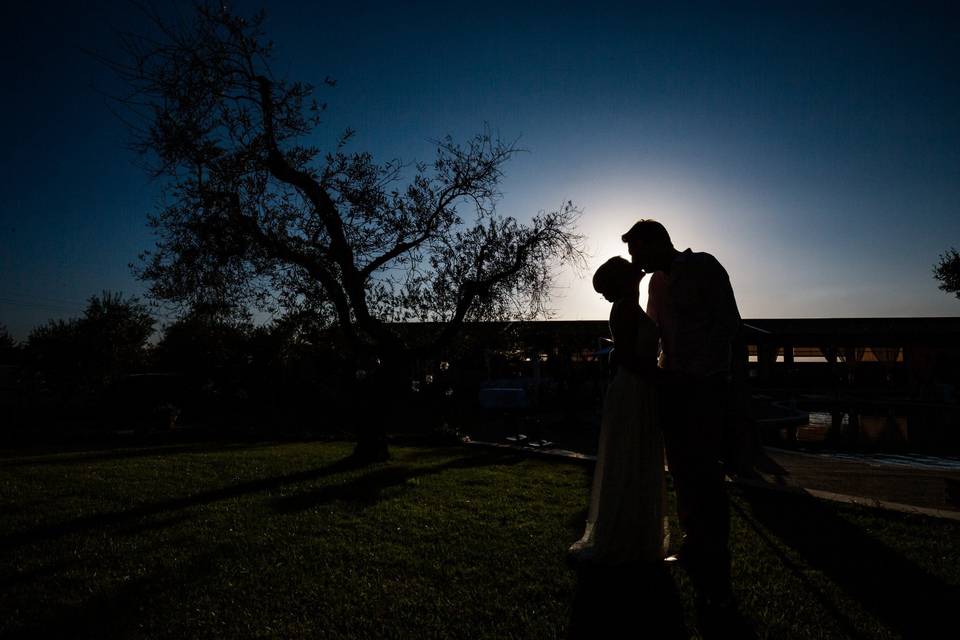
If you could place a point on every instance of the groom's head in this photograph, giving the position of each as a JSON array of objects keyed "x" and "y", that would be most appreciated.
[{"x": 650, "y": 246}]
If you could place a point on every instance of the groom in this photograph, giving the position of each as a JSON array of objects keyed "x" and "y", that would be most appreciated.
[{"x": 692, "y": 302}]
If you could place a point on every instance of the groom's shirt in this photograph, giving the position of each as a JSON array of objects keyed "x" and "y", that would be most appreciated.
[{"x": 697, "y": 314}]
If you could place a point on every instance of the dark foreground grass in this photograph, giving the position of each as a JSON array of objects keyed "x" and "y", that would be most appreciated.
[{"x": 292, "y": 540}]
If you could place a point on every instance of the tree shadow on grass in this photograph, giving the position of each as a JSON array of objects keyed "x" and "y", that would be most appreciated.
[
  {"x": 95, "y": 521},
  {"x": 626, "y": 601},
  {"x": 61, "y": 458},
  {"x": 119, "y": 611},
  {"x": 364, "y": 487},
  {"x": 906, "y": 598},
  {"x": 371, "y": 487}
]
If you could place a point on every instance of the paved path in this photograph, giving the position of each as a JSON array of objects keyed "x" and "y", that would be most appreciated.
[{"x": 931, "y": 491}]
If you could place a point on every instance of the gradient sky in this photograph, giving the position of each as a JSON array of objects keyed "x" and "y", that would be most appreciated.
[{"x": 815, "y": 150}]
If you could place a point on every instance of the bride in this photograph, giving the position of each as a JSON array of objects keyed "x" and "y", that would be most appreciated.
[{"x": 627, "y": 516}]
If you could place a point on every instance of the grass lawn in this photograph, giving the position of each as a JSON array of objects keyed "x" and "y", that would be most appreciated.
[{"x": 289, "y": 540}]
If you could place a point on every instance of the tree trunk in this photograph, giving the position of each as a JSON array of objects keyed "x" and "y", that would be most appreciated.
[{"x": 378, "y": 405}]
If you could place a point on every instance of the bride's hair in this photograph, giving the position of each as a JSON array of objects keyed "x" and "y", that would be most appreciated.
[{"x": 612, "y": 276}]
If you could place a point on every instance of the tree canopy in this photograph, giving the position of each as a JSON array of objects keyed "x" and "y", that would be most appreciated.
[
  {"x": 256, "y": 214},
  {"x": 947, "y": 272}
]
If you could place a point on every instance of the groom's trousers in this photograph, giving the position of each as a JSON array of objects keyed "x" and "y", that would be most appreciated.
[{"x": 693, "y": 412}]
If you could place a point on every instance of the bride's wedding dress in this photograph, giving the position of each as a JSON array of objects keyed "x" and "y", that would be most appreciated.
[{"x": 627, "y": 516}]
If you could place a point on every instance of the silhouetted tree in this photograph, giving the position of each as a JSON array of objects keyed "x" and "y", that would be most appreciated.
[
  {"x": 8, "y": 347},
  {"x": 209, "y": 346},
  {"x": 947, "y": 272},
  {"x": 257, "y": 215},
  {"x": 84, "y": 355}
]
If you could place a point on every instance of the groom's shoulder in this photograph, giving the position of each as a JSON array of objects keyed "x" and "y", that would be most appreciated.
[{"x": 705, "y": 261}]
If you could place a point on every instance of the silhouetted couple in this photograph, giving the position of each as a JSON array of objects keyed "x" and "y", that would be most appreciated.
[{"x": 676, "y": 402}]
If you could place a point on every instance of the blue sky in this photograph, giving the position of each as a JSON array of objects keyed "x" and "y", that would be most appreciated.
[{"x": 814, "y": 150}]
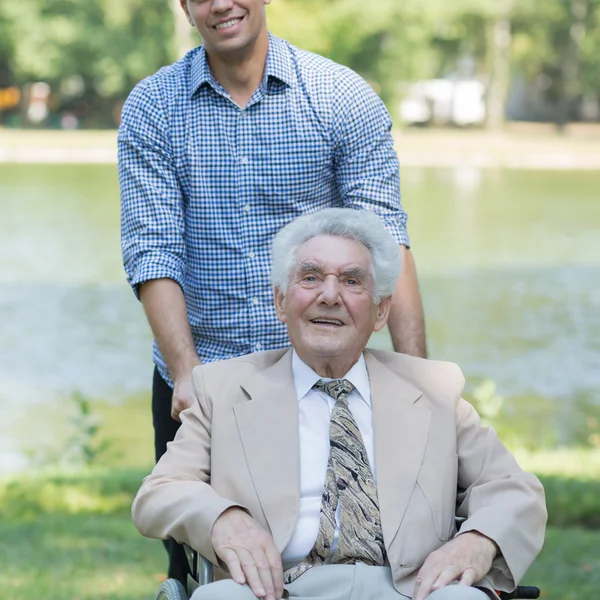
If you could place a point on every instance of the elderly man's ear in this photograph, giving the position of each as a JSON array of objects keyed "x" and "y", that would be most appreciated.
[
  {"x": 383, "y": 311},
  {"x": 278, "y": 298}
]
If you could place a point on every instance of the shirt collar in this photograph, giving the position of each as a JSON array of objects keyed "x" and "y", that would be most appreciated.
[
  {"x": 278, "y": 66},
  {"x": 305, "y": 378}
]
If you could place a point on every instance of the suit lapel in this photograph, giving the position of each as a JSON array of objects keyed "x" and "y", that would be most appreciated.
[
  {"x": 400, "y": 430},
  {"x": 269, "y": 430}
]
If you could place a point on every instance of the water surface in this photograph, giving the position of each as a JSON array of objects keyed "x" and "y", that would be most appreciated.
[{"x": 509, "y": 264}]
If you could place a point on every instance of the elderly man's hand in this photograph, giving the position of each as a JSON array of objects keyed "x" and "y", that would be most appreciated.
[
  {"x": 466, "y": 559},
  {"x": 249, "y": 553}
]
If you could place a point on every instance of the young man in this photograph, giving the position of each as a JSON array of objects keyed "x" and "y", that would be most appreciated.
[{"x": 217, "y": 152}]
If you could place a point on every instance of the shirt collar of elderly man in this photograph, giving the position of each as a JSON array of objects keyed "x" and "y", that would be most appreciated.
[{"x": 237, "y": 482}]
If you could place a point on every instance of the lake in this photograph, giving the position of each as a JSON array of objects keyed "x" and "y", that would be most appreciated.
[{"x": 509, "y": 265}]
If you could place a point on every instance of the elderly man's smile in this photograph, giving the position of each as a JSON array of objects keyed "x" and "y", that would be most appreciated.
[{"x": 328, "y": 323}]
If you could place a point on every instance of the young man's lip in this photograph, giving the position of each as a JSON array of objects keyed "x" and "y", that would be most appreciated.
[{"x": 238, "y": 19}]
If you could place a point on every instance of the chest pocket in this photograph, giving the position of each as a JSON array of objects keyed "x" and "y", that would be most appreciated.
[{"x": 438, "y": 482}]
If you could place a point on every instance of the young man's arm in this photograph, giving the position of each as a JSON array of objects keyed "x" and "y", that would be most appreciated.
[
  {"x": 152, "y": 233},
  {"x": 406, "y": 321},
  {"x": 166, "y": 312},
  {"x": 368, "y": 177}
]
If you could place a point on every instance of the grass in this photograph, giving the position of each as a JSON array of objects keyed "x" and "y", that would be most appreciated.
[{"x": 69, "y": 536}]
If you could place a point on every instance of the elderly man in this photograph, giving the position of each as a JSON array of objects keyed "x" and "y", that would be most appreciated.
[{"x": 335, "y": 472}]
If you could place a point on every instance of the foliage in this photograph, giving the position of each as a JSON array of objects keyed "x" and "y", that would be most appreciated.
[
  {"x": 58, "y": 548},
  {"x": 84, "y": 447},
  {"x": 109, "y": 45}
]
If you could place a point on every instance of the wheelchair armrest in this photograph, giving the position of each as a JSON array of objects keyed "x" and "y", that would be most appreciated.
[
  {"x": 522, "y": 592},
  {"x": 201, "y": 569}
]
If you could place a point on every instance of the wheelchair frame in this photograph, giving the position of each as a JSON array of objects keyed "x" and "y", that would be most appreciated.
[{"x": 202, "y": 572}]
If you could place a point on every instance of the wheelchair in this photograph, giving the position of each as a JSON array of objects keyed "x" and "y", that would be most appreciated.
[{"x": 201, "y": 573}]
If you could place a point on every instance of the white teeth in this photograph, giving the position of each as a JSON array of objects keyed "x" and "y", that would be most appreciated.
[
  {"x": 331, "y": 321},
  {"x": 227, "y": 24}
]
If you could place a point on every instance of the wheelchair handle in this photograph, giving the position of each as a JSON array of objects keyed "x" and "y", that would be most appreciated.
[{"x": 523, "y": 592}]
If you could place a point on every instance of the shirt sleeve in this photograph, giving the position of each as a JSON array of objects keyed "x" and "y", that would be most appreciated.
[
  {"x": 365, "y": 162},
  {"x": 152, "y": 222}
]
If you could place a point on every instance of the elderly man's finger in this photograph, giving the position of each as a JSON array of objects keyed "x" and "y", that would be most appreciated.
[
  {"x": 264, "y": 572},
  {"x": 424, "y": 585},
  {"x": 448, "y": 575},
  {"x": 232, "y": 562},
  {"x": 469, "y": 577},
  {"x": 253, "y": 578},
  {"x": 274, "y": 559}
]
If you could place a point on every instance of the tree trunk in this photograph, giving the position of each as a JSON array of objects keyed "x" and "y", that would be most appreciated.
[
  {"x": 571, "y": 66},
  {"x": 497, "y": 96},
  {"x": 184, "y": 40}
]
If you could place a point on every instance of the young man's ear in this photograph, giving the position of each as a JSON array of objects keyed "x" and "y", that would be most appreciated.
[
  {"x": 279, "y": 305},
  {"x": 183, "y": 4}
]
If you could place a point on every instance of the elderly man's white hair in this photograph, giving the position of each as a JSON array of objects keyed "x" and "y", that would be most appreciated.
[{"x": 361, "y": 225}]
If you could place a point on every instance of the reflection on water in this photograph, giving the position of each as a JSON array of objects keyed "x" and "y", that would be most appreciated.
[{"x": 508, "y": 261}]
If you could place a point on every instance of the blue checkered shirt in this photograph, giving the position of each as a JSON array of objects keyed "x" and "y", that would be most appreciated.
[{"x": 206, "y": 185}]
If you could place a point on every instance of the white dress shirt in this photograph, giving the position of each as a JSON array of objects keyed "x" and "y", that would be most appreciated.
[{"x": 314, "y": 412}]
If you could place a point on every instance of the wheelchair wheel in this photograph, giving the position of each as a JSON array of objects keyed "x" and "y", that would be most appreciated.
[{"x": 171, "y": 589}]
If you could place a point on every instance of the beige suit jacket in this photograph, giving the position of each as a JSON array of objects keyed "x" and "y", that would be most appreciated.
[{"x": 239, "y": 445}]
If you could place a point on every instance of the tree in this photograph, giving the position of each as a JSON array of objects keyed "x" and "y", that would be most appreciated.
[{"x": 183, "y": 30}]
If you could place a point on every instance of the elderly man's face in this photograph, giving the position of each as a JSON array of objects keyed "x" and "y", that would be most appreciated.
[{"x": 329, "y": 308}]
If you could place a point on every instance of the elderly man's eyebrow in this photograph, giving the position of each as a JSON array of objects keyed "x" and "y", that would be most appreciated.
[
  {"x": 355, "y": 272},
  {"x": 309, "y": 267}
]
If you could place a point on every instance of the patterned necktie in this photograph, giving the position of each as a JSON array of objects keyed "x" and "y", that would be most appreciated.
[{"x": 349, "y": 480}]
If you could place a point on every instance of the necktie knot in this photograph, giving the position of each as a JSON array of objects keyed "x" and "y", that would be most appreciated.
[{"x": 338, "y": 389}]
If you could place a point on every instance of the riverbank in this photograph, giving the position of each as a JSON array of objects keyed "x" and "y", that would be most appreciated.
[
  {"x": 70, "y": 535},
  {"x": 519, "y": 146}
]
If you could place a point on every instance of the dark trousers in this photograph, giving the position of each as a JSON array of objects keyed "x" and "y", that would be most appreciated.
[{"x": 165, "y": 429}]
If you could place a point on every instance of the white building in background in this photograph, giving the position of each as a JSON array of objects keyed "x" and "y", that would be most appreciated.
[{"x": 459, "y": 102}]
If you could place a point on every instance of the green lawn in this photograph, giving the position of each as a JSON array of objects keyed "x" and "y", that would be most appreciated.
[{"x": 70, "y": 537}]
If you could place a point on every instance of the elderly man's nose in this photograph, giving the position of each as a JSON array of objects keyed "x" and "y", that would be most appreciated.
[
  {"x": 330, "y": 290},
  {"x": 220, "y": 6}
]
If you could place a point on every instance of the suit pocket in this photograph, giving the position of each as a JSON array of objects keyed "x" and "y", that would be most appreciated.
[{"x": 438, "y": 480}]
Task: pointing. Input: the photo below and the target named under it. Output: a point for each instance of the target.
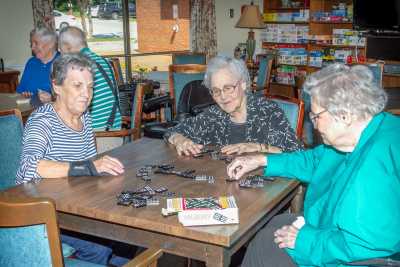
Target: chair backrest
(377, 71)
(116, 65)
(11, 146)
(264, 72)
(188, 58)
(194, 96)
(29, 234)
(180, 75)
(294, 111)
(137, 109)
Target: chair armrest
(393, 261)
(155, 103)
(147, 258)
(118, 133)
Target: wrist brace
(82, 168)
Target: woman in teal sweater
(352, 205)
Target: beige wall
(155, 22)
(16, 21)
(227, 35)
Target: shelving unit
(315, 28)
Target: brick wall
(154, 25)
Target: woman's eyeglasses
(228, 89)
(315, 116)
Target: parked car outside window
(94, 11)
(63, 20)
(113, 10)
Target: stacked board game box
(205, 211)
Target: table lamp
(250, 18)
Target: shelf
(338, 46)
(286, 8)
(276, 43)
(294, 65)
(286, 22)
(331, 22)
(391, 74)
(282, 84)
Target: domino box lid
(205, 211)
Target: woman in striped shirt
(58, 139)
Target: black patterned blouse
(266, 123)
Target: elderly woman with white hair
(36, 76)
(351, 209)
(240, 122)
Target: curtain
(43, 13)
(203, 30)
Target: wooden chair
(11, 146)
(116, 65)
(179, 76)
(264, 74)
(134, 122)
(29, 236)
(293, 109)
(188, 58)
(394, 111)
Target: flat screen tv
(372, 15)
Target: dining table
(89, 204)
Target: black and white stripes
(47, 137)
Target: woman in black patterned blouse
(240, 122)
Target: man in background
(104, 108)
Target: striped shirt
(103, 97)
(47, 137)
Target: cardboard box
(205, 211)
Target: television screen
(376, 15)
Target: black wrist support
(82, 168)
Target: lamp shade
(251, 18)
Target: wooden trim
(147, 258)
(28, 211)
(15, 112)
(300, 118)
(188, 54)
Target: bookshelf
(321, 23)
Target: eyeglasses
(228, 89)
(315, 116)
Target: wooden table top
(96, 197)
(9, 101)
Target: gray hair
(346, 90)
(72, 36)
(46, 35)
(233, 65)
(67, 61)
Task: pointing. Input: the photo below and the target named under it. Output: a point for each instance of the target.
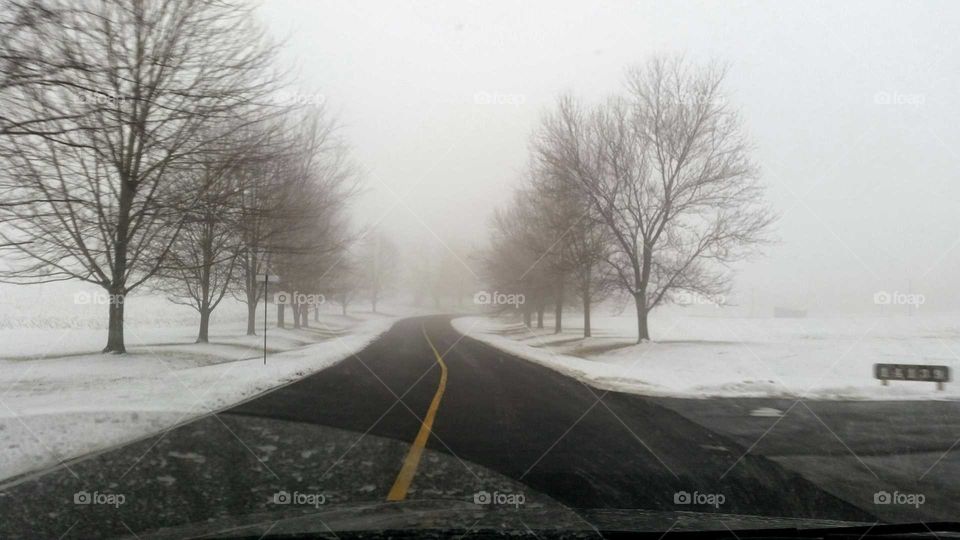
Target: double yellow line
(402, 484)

→ TASK DESCRIPTION
Your answer must be the lines from the one holding "Target: wooden chair" through the final line of the records above, exactly as written and without any pictures.

→ TASK RESPONSE
Target: wooden chair
(11, 146)
(116, 65)
(179, 76)
(264, 74)
(134, 122)
(29, 236)
(293, 109)
(188, 58)
(394, 111)
Target: flat screen tv
(372, 15)
Target: dining table
(89, 204)
Target: black and white stripes
(47, 137)
Target: woman in black patterned blouse
(240, 122)
Target: man in background
(104, 108)
Target: striped shirt
(103, 97)
(47, 137)
Target: cardboard box
(205, 211)
Target: television screen
(376, 15)
Target: black wrist support
(82, 168)
Target: lamp shade
(251, 18)
Target: wooden trim
(147, 258)
(28, 211)
(15, 112)
(300, 118)
(188, 54)
Target: bookshelf
(321, 23)
Target: eyeglasses
(228, 89)
(315, 116)
Target: wooden table top
(96, 197)
(9, 101)
Target: gray hair
(346, 90)
(72, 36)
(46, 35)
(233, 65)
(67, 61)
Task: pointing. Input: the photo below and the target named under it. Output: a point for each instance of the target.
Target: double yellow line
(402, 484)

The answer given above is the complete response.